** Opening Supplied passage block **

Most of the engine and drivetrain components were carried over from 1969, with the exception of the 230 cuin six-cylinder - replaced by the 250 cuin six, rated at 155 hp - and the 302 cuin used exclusively in the first-generation Z/28. The 1970 Camaro SS 396 had the big block 396 cuin L78 rated at 350 hp. Starting in 1970, the nominal "396" actually displaced 402 cuin, yet Chevrolet chose to retain the 396 badging, equipped with a single 4-barrel Holley carburetor that produced 375 bhp at 5,600 rpm and 415 lbft at 3,600 rpm of torque. Two 454 cuin engines (the LS6 and LS7) were listed on early specification sheets and in some sales brochures but never made it into production.

Besides the base model, buyers could select the Rally Sport appearance option, with a distinctive nose and bumper and interior upgrades, a Super Sport performance package, and the Z/28 Special Performance Package (priced at US$572.95) featuring a new high-performance LT-1 360 hp 380 lbft of torque 350 cuin V8. The LT-1, a Corvette engine built from the ground up using premium parts and components, was a much better performer overall than the smaller Trans-Am racing-derived 302 cuin V8s used in 1967-69 Z/28s; greater torque and a less-radical cam, coupled with the 780 cfm Holley four-barrel, permitted the less high-strung new Z/28 to be available with the 3-speed Turbo Hydramatic 400 automatic transmission as an option to the four-speed manual for the first time.

** Closing Supplied passage block **
** Opening Data extracts block **

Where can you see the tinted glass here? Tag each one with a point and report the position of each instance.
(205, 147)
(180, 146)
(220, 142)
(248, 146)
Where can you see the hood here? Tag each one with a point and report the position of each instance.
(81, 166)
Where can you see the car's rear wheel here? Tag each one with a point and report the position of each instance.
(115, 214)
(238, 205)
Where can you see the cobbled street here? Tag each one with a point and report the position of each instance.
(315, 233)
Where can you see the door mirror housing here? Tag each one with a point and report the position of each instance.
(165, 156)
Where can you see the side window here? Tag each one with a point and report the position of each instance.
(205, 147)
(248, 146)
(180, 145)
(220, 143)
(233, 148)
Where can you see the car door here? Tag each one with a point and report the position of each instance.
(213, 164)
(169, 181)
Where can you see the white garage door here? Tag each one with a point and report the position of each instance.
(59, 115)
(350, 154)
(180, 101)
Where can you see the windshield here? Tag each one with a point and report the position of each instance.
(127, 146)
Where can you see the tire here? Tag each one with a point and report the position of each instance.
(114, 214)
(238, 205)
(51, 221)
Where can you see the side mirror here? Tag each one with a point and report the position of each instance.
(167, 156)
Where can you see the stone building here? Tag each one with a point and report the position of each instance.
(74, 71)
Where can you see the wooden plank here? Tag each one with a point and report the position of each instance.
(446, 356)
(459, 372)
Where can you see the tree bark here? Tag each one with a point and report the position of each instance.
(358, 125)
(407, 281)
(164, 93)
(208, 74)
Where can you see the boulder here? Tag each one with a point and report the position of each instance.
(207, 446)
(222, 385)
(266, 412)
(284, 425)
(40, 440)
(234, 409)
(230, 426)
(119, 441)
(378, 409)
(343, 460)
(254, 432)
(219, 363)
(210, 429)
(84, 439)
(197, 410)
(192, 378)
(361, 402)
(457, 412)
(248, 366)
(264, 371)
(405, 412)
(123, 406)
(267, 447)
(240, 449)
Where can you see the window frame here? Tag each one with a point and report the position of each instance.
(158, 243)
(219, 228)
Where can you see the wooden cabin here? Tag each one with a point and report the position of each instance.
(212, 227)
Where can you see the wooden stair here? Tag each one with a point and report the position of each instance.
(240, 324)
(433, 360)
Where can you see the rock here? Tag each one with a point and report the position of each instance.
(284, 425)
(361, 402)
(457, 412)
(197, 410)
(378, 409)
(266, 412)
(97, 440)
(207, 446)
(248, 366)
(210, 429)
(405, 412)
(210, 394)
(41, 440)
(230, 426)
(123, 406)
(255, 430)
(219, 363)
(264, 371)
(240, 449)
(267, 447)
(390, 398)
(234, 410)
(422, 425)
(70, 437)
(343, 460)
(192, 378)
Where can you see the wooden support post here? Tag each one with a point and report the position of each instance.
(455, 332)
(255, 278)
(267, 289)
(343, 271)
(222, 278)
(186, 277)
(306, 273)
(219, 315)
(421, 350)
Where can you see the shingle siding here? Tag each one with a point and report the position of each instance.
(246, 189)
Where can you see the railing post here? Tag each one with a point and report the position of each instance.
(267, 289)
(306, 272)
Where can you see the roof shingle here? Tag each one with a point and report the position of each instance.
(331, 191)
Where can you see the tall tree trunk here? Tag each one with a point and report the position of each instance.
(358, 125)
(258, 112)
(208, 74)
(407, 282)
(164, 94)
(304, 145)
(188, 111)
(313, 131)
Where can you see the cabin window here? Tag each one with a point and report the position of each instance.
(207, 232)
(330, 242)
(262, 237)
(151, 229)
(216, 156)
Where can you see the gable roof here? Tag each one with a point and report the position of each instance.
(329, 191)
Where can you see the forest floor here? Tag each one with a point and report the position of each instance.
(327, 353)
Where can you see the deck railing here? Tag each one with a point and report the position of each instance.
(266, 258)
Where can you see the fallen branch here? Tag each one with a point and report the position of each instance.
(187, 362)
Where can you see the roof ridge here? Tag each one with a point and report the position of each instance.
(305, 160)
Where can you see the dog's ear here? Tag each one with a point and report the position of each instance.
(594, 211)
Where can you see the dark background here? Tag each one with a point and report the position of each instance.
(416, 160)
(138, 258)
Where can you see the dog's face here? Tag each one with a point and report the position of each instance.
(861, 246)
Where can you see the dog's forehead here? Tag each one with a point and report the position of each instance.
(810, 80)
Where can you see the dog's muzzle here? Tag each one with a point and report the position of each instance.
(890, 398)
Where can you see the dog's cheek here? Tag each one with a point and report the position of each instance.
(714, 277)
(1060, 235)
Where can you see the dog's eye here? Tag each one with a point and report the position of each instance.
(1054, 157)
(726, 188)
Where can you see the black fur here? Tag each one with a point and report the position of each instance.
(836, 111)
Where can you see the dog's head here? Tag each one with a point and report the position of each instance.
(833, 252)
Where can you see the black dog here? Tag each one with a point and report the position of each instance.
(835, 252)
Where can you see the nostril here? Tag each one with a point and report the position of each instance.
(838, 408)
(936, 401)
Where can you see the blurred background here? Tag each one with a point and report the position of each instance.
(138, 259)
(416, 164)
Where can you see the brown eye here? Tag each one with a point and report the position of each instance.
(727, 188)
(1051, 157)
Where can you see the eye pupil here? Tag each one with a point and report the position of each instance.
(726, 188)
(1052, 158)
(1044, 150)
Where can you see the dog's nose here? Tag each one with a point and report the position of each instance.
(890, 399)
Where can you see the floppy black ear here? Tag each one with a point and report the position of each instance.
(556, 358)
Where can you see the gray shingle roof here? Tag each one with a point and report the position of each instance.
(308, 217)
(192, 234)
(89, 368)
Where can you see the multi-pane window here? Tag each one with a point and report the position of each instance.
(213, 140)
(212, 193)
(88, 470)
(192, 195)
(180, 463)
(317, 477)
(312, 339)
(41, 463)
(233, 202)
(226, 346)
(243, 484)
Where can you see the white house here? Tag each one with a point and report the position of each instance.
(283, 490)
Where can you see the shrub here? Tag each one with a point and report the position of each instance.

** Closing Data extracts block **

**About this task**
Reproduce the passage on the 1970 Camaro engines and options word for word, in full.

**Written reply**
Most of the engine and drivetrain components were carried over from 1969, with the exception of the 230 cuin six-cylinder - replaced by the 250 cuin six, rated at 155 hp - and the 302 cuin used exclusively in the first-generation Z/28. The 1970 Camaro SS 396 had the big block 396 cuin L78 rated at 350 hp. Starting in 1970, the nominal "396" actually displaced 402 cuin, yet Chevrolet chose to retain the 396 badging, equipped with a single 4-barrel Holley carburetor that produced 375 bhp at 5,600 rpm and 415 lbft at 3,600 rpm of torque. Two 454 cuin engines (the LS6 and LS7) were listed on early specification sheets and in some sales brochures but never made it into production.

Besides the base model, buyers could select the Rally Sport appearance option, with a distinctive nose and bumper and interior upgrades, a Super Sport performance package, and the Z/28 Special Performance Package (priced at US$572.95) featuring a new high-performance LT-1 360 hp 380 lbft of torque 350 cuin V8. The LT-1, a Corvette engine built from the ground up using premium parts and components, was a much better performer overall than the smaller Trans-Am racing-derived 302 cuin V8s used in 1967-69 Z/28s; greater torque and a less-radical cam, coupled with the 780 cfm Holley four-barrel, permitted the less high-strung new Z/28 to be available with the 3-speed Turbo Hydramatic 400 automatic transmission as an option to the four-speed manual for the first time.